§ Work to do:
Please copy out the rows below, swapping each "Provide" for "Return" and keeping everything else unchanged.

'''

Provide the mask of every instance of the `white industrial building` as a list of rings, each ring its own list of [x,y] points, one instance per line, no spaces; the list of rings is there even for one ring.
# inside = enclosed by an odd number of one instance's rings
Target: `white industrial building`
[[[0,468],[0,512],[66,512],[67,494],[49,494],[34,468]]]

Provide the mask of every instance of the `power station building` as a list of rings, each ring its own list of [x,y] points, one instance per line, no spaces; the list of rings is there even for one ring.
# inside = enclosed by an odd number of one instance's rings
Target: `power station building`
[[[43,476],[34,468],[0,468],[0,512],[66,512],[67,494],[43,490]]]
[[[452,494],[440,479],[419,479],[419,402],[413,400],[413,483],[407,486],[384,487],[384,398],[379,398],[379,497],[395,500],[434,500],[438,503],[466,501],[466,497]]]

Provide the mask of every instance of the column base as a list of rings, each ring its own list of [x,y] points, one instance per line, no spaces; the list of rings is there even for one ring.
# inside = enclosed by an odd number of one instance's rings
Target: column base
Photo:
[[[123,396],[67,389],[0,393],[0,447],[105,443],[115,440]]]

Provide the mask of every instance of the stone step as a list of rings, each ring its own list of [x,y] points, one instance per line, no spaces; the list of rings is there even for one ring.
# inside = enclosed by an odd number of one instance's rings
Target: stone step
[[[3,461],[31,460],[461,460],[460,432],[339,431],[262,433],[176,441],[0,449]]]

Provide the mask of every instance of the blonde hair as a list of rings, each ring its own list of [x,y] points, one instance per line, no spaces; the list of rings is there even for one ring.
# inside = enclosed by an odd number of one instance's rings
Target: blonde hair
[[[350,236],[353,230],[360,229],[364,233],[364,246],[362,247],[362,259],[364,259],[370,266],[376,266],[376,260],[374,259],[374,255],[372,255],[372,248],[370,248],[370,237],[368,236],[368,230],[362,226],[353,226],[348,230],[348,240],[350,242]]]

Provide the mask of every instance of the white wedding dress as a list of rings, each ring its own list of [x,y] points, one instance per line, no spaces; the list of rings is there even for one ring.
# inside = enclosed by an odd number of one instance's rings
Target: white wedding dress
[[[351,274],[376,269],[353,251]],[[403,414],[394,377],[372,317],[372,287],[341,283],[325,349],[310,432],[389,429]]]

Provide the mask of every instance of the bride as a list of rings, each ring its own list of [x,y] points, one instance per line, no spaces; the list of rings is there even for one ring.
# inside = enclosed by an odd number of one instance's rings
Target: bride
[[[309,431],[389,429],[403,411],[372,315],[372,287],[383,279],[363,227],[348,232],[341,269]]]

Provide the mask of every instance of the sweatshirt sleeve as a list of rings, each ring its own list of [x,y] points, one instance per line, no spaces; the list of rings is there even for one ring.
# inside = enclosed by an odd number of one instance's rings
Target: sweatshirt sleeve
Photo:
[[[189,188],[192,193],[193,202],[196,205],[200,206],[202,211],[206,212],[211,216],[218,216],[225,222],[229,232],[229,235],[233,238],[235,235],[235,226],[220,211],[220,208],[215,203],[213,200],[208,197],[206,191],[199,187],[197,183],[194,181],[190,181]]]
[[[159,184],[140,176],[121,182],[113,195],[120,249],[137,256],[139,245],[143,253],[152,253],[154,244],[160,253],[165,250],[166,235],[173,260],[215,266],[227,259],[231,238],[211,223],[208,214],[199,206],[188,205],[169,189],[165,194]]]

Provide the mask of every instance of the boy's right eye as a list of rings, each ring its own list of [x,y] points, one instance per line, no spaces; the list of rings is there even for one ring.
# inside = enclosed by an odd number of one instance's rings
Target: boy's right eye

'''

§ Complete answer:
Return the mask of every instance of the `white industrial building` as a list of rings, each ring its own list of [x,y] points, one instance per line, no spaces; the list of rings is there even for one ring.
# inside = enclosed by an odd number of one instance's rings
Target: `white industrial building`
[[[0,468],[0,512],[66,512],[67,494],[49,494],[34,468]]]

Return the mask of every instance of the `power station building` as a list of rings, each ring its own list of [x,y] points, one instance per line, no spaces; the list of rings is there even for one ring.
# inside = enclosed by an odd number of one instance's rings
Target: `power station building`
[[[43,476],[34,468],[0,468],[0,512],[66,512],[67,494],[43,490]]]
[[[452,494],[440,479],[419,479],[419,402],[413,400],[413,483],[407,486],[384,487],[384,398],[379,398],[379,497],[395,500],[434,500],[438,503],[466,501],[466,497]]]

Return the mask of every instance of the column base as a list of rings, each ring its own list of [x,y] points, one instance per line, no spaces; the list of rings is there even for one ring.
# inside = enclosed by an odd number of one instance's rings
Target: column base
Photo:
[[[123,396],[67,389],[0,393],[0,447],[105,443],[115,440]]]

Return the mask of every instance of the stone step as a list of rings, each ring its own list of [x,y] points, one instance per line, no spaces; the list of rings is there even for one ring.
# inside = enclosed by an odd number of one instance's rings
Target: stone step
[[[3,461],[31,460],[461,460],[460,432],[339,431],[262,433],[176,441],[0,449]]]

Return the mask of every instance of the blonde hair as a list of rings, each ring its own list of [x,y] points, one instance per line, no spaces; the list of rings is there even for one ring.
# inside = enclosed by an odd number of one instance's rings
Target: blonde hair
[[[350,236],[353,230],[360,229],[364,233],[364,246],[362,247],[362,259],[364,259],[370,266],[376,266],[376,260],[374,259],[374,255],[372,255],[372,248],[370,248],[370,237],[368,236],[368,230],[362,226],[353,226],[348,230],[348,240],[350,242]]]

Return the mask of every instance of the white wedding dress as a list of rings, each ring its own list of [x,y] points, one instance per line, no spaces; the list of rings is there even for one ring.
# inside = enclosed by an odd number of one instance's rings
Target: white wedding dress
[[[351,274],[376,269],[353,251]],[[403,414],[394,377],[372,317],[372,287],[341,283],[325,349],[310,432],[389,429]]]

Return the mask of every instance of the bride as a list of rings, each ring its own list of [x,y] points, one instance per line, no spaces; the list of rings is there even for one ring.
# inside = enclosed by an odd number of one instance's rings
Target: bride
[[[309,431],[389,429],[403,411],[372,315],[372,287],[383,279],[363,227],[348,232],[341,269]]]

Return the mask of every instance of the sweatshirt sleeve as a list of rings, each ring its own list of [x,y] points, one instance per line, no spaces; the list of rings is there even for one ring.
# inside = enclosed by an odd number of one instance's rings
Target: sweatshirt sleeve
Photo:
[[[189,188],[192,193],[193,202],[196,205],[200,206],[202,211],[206,212],[211,216],[218,216],[225,222],[229,232],[229,235],[233,238],[235,235],[235,226],[220,211],[220,208],[215,203],[213,200],[208,197],[206,191],[199,187],[197,183],[194,181],[190,181]]]
[[[159,184],[140,176],[121,182],[113,195],[120,249],[137,256],[139,245],[143,253],[152,253],[154,244],[160,253],[165,250],[166,235],[173,260],[215,266],[227,259],[231,238],[211,223],[208,214],[199,206],[188,205],[169,189],[165,194]]]

Return the mask of every instance of the boy's right eye as a list of rings, each ring its own list of [x,y] points, one instance per line, no spaces; the list of rings is there even for one ring.
# inside = enclosed by an odd number of one instance's rings
Target: boy's right eye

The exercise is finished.